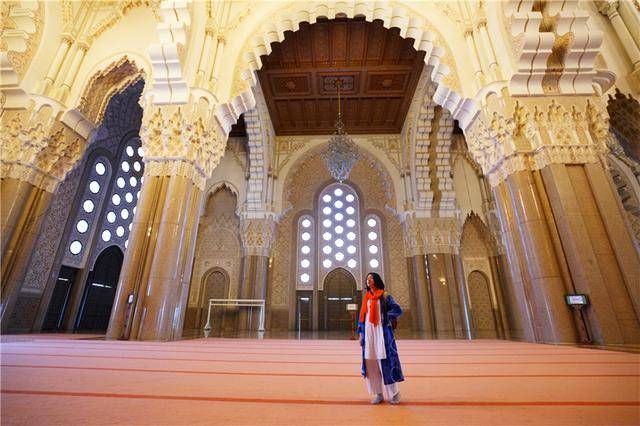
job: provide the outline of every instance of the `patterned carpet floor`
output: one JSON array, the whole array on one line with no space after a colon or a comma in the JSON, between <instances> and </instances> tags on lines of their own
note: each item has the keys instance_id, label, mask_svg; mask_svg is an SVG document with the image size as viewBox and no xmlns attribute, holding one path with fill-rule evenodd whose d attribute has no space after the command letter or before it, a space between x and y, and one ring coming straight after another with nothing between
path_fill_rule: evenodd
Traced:
<instances>
[{"instance_id":1,"label":"patterned carpet floor","mask_svg":"<svg viewBox=\"0 0 640 426\"><path fill-rule=\"evenodd\" d=\"M2 425L638 425L640 355L399 340L402 403L371 406L349 340L6 336Z\"/></svg>"}]
</instances>

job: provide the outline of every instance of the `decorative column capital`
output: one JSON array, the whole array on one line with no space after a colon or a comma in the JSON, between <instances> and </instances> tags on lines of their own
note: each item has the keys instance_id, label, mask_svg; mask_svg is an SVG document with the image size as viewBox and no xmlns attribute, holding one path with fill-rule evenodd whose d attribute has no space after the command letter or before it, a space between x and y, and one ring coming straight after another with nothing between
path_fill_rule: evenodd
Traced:
<instances>
[{"instance_id":1,"label":"decorative column capital","mask_svg":"<svg viewBox=\"0 0 640 426\"><path fill-rule=\"evenodd\" d=\"M465 130L469 153L496 186L522 170L596 163L606 150L608 119L598 100L505 99Z\"/></svg>"},{"instance_id":2,"label":"decorative column capital","mask_svg":"<svg viewBox=\"0 0 640 426\"><path fill-rule=\"evenodd\" d=\"M86 139L58 120L31 111L7 111L0 130L0 176L54 193L78 163Z\"/></svg>"},{"instance_id":3,"label":"decorative column capital","mask_svg":"<svg viewBox=\"0 0 640 426\"><path fill-rule=\"evenodd\" d=\"M151 105L140 128L145 175L183 176L204 190L224 155L226 136L195 105Z\"/></svg>"},{"instance_id":4,"label":"decorative column capital","mask_svg":"<svg viewBox=\"0 0 640 426\"><path fill-rule=\"evenodd\" d=\"M276 220L271 214L262 218L242 217L240 230L245 256L267 256L276 237Z\"/></svg>"},{"instance_id":5,"label":"decorative column capital","mask_svg":"<svg viewBox=\"0 0 640 426\"><path fill-rule=\"evenodd\" d=\"M609 19L613 19L618 14L619 0L600 0L596 1L598 12L605 15Z\"/></svg>"}]
</instances>

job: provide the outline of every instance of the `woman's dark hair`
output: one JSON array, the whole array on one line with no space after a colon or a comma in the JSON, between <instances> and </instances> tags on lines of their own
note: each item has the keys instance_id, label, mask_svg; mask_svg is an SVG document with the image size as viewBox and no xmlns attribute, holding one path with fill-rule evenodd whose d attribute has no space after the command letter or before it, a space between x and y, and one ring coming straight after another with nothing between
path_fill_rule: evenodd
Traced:
<instances>
[{"instance_id":1,"label":"woman's dark hair","mask_svg":"<svg viewBox=\"0 0 640 426\"><path fill-rule=\"evenodd\" d=\"M380 275L377 272L369 272L367 274L367 277L371 275L371 277L373 278L373 282L376 285L376 288L378 290L384 290L384 281L382 281L382 278L380 277Z\"/></svg>"}]
</instances>

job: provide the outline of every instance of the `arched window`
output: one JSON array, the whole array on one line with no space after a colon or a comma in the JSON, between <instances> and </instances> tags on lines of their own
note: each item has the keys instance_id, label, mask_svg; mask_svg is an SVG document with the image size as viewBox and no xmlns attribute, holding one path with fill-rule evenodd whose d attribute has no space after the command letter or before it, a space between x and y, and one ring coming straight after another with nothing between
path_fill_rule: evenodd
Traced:
<instances>
[{"instance_id":1,"label":"arched window","mask_svg":"<svg viewBox=\"0 0 640 426\"><path fill-rule=\"evenodd\" d=\"M138 137L127 141L120 156L115 182L111 186L95 253L100 253L103 248L114 244L120 246L123 252L127 248L129 232L142 187L144 172L142 154Z\"/></svg>"},{"instance_id":2,"label":"arched window","mask_svg":"<svg viewBox=\"0 0 640 426\"><path fill-rule=\"evenodd\" d=\"M100 217L110 179L111 164L109 160L103 156L96 157L89 169L80 208L74 221L75 225L69 235L66 257L71 257L71 264L80 263L86 255L86 248Z\"/></svg>"},{"instance_id":3,"label":"arched window","mask_svg":"<svg viewBox=\"0 0 640 426\"><path fill-rule=\"evenodd\" d=\"M350 271L362 286L360 244L360 202L350 186L333 183L318 200L318 288L327 274L342 267Z\"/></svg>"},{"instance_id":4,"label":"arched window","mask_svg":"<svg viewBox=\"0 0 640 426\"><path fill-rule=\"evenodd\" d=\"M377 272L384 276L382 262L382 227L380 226L380 218L375 214L368 214L364 219L362 229L364 238L365 269L368 272Z\"/></svg>"},{"instance_id":5,"label":"arched window","mask_svg":"<svg viewBox=\"0 0 640 426\"><path fill-rule=\"evenodd\" d=\"M298 219L298 255L296 262L296 287L313 290L315 282L316 256L314 248L315 220L311 215Z\"/></svg>"}]
</instances>

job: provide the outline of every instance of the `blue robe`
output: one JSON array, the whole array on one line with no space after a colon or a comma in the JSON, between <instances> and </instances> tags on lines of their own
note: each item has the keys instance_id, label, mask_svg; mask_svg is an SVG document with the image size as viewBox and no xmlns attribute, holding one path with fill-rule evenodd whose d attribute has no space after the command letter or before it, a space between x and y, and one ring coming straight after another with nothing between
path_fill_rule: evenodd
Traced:
<instances>
[{"instance_id":1,"label":"blue robe","mask_svg":"<svg viewBox=\"0 0 640 426\"><path fill-rule=\"evenodd\" d=\"M386 300L382 300L383 297L386 297ZM393 328L391 327L391 318L398 318L402 315L402 308L398 303L393 299L393 297L385 295L380 298L379 303L381 303L381 311L382 311L382 332L384 335L384 349L387 354L386 359L380 360L380 365L382 366L382 378L385 385L390 385L395 382L404 381L404 376L402 375L402 367L400 365L400 357L398 356L398 347L396 346L396 339L393 335ZM386 301L386 303L385 303ZM364 342L364 323L358 323L358 333L362 337L362 341ZM366 377L367 368L364 363L364 345L362 346L362 377Z\"/></svg>"}]
</instances>

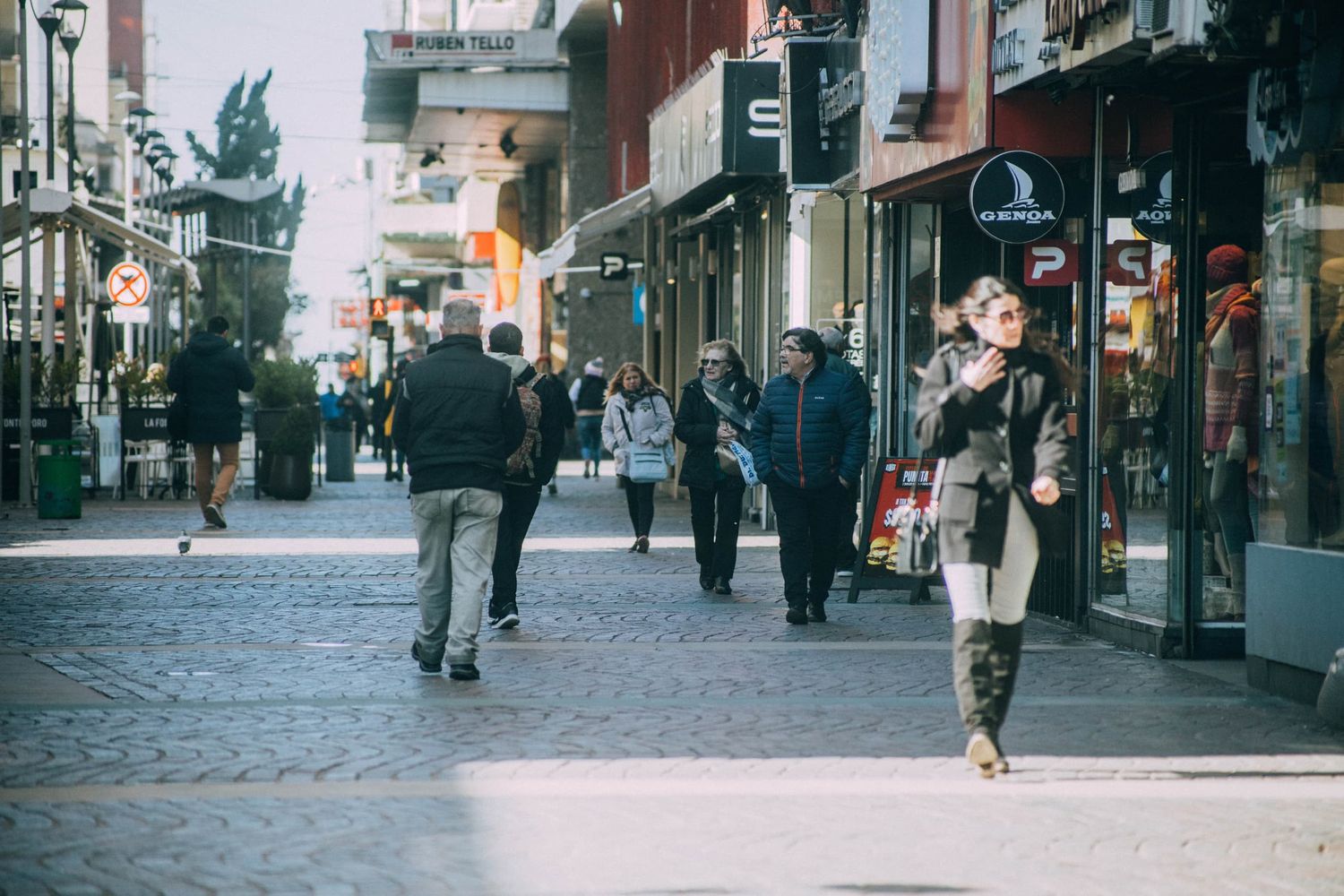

---+---

Written problem>
Count the lines in the data above that contain the string "hair", where case matters, and give only that number.

Final answer>
2